- _Отрывок со страницы_
'''
Исчезновение автора                                                                              



Глан сам является виновником и гибели Евы, и разрыва с Эдвардой, однако кажется, что он этого не сознает. Ни из чего не следует, что через два года после событий он как-то переосмыслил свое поведение и свою собственную роль во всей этой истории. Это означает, что позиция Глана не совпадает с позицией автора, потому что ведь это автор позаботился о том, чтобы читатель видел нелепость его поступков. Но «голоса» автора в повести не слышно. Он не поправляет рассказчика, не корректирует его оценки. Как у Достоевского, у Гамсуна ни один из голосов, звучащих в произведении, не является авторским.

Исчезновение автора как носителя объективного знания и определенной этической позиции («смерть автора») считается одним из принципов поэтики модернизма. Автор находится вне произведения. Его объективность проявляется не в том, что он рассказывает, как все было на самом деле, а в том, чтобы дать возможность высказаться герою. Это придает речи героя особую подлинность или достоверность: достоверность непосредственного присутствия, подлинность слышимого. И в то же время, какой бы исповедальной ни была интонация Глана, ни одному его слову верить нельзя.
'''
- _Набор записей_
'''
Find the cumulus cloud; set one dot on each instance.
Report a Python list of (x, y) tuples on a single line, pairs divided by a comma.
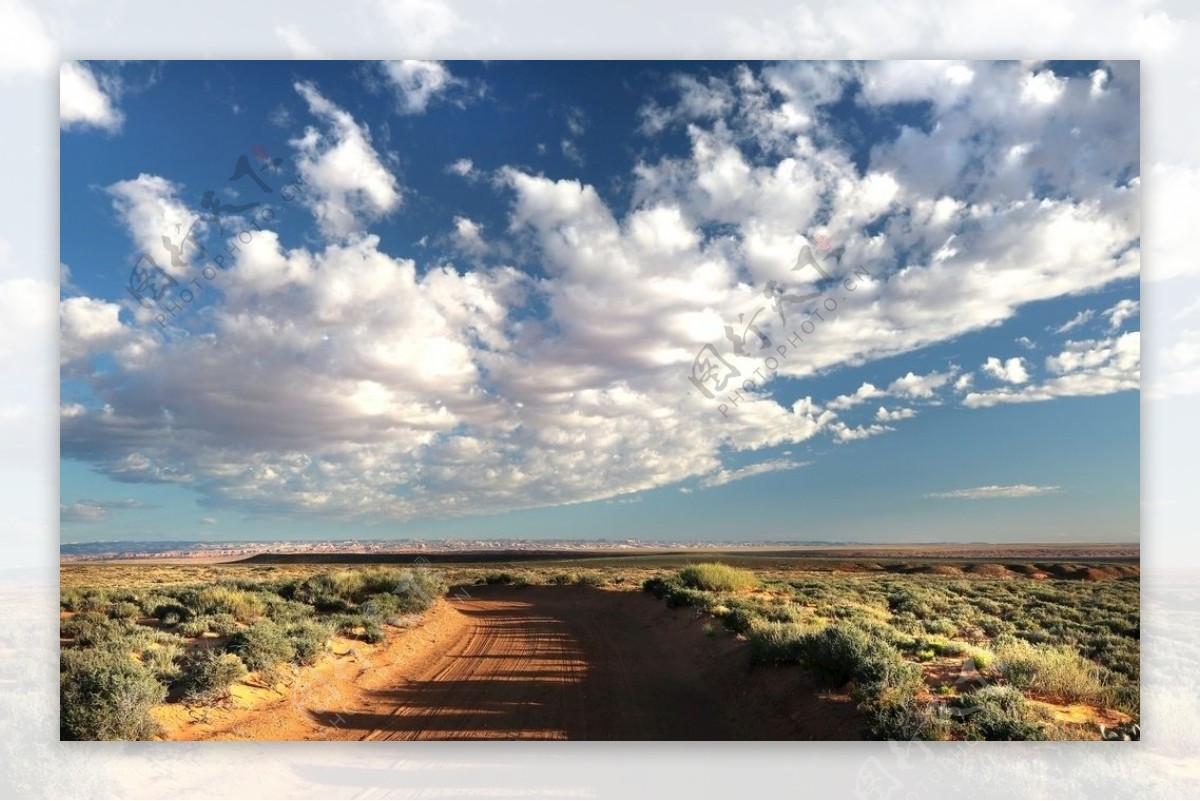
[(844, 433), (994, 491), (465, 168), (387, 389), (1011, 371), (84, 102), (150, 210), (1075, 321), (468, 236), (1121, 312), (418, 83), (1085, 368), (346, 182)]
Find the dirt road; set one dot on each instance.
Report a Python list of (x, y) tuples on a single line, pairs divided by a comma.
[(581, 663), (535, 662)]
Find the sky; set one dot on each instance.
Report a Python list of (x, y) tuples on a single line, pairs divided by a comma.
[(683, 301)]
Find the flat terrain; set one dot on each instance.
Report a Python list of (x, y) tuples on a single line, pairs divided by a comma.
[(538, 663), (781, 646), (588, 664)]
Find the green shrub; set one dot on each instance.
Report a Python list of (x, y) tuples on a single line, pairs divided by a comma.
[(774, 643), (589, 579), (243, 604), (741, 621), (515, 579), (903, 717), (838, 652), (162, 660), (1054, 672), (262, 646), (209, 675), (171, 614), (94, 627), (372, 632), (309, 640), (717, 578), (997, 714), (982, 657), (125, 610), (106, 696)]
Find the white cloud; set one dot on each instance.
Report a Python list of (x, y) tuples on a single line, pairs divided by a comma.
[(724, 476), (346, 184), (1085, 368), (418, 26), (387, 389), (465, 168), (468, 236), (885, 415), (83, 102), (994, 491), (1011, 372), (418, 83), (1075, 321), (571, 151), (150, 209), (1121, 312)]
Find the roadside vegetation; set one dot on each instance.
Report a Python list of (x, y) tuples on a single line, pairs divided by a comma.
[(939, 657), (925, 649), (127, 650)]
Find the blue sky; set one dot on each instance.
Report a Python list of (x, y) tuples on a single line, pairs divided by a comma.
[(475, 309)]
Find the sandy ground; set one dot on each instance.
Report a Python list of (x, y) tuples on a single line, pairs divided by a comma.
[(537, 662)]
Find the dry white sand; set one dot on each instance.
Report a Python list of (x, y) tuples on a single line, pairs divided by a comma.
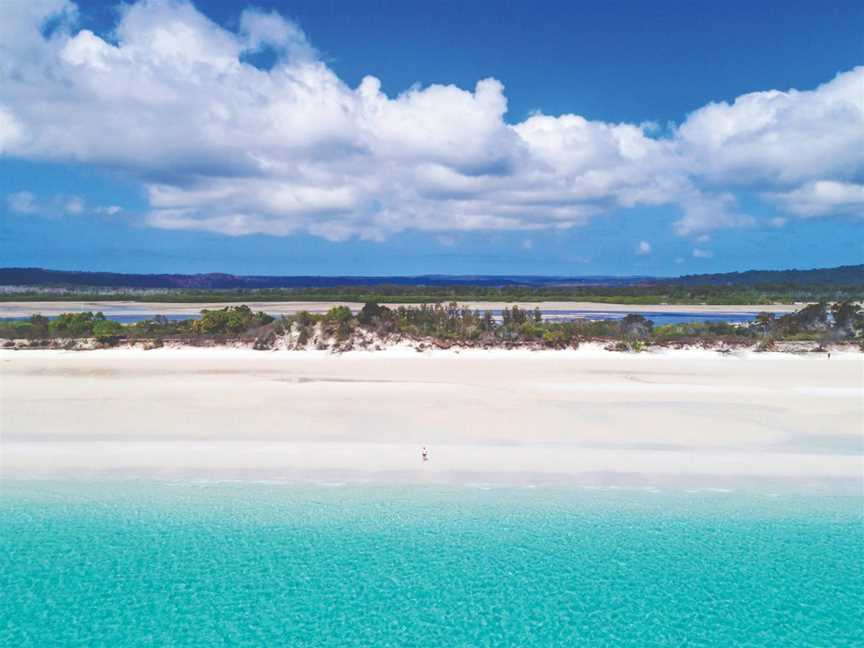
[(24, 309), (691, 418)]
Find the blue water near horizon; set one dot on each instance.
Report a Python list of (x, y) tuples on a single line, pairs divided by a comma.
[(143, 563)]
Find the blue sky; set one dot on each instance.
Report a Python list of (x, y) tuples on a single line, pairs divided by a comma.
[(177, 138)]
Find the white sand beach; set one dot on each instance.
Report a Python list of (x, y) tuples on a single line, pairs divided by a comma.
[(27, 308), (686, 418)]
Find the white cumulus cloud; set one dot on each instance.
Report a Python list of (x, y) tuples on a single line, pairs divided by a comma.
[(221, 145)]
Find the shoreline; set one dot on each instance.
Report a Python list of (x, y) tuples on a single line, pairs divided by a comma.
[(585, 417), (48, 308)]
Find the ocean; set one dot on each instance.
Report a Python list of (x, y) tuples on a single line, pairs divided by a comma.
[(150, 563)]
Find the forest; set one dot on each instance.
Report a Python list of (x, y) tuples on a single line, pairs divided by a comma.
[(442, 324)]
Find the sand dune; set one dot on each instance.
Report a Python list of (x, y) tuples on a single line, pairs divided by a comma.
[(686, 417)]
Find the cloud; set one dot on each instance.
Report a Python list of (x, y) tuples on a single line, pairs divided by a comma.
[(823, 197), (172, 99), (26, 202)]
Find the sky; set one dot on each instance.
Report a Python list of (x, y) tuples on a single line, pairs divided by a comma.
[(371, 138)]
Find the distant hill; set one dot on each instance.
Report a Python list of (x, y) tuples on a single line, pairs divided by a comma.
[(839, 276), (42, 278)]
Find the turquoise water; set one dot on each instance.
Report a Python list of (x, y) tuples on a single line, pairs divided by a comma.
[(161, 564)]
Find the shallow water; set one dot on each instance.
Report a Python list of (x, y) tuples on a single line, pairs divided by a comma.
[(209, 564)]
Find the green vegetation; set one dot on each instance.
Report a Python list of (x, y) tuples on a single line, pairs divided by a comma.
[(446, 324), (648, 294), (231, 320)]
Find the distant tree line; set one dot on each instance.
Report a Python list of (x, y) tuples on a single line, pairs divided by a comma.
[(450, 323)]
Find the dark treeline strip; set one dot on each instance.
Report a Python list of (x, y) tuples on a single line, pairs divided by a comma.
[(450, 323), (635, 295)]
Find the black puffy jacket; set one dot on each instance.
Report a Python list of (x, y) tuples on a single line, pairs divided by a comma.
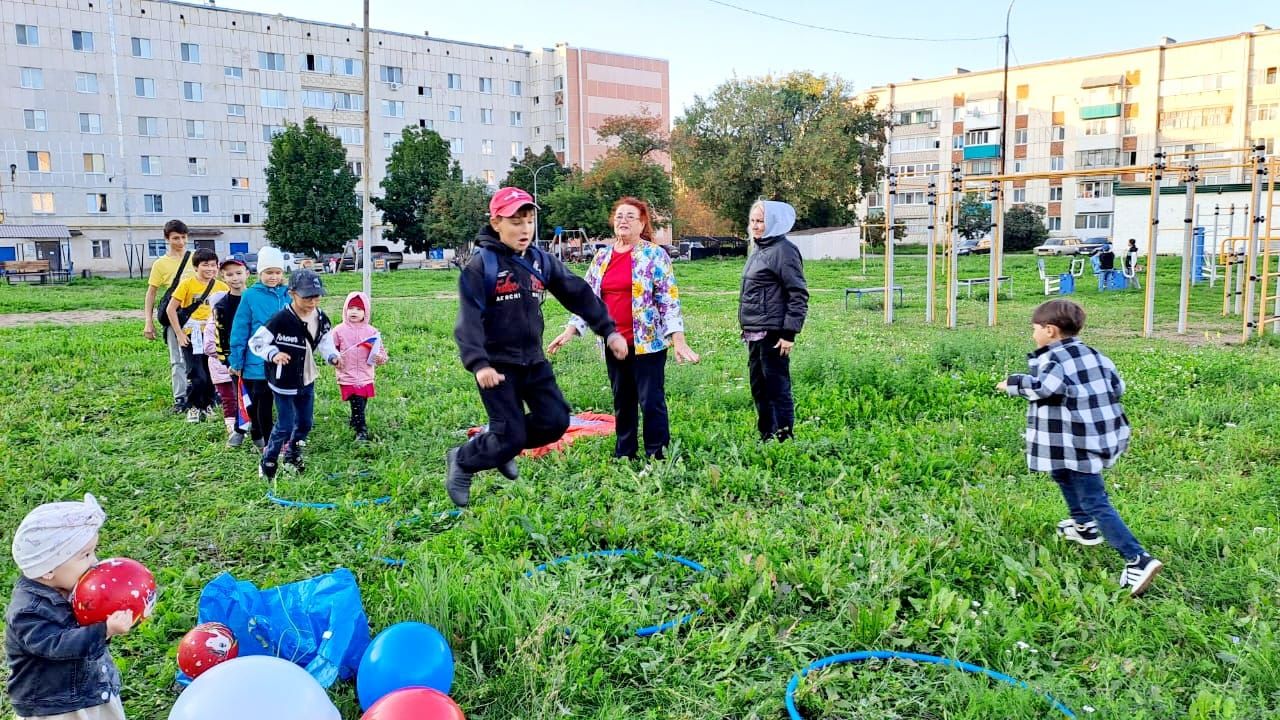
'''
- _Задание 1_
Ответьте на вопросы по отрывку об исчезновении автора:
(a) Виновником каких двух событий назван Глан?
(b) С каким писателем сравнивается Гамсун в том, что ни один голос в произведении не авторский?
(c) Что считается одним из принципов поэтики модернизма?
- _Задание 2_
Процитируйте из отрывка об исчезновении автора всё, от слов "Глан сам является" и вплоть до слов "не является авторским.".
Эти записи никак не связаны с отрывком.

- _Правильный ответ 1_
(a) Гибели Евы и разрыва с Эдвардой.
(b) С Достоевским.
(c) Исчезновение автора как носителя объективного знания и определенной этической позиции («смерть автора»).

- _Правильный ответ 2_
Глан сам является виновником и гибели Евы, и разрыва с Эдвардой, однако кажется, что он этого не сознает. Ни из чего не следует, что через два года после событий он как-то переосмыслил свое поведение и свою собственную роль во всей этой истории. Это означает, что позиция Глана не совпадает с позицией автора, потому что ведь это автор позаботился о том, чтобы читатель видел нелепость его поступков. Но «голоса» автора в повести не слышно. Он не поправляет рассказчика, не корректирует его оценки. Как у Достоевского, у Гамсуна ни один из голосов, звучащих в произведении, не является авторским.